- **Work required**: Could you write out every line of the records below, requests included, with each x and y coordinate in the answers shifted by -35?

+++++

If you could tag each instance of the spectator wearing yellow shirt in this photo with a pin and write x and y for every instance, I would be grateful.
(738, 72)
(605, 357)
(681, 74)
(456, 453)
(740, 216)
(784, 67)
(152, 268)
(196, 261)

+++++

- **Correct answer**:
If you could tag each instance of the spectator wearing yellow shirt in this photo with a pin and write x and y for every instance, I would be grateful.
(703, 37)
(570, 322)
(646, 39)
(421, 418)
(705, 181)
(749, 32)
(117, 233)
(161, 226)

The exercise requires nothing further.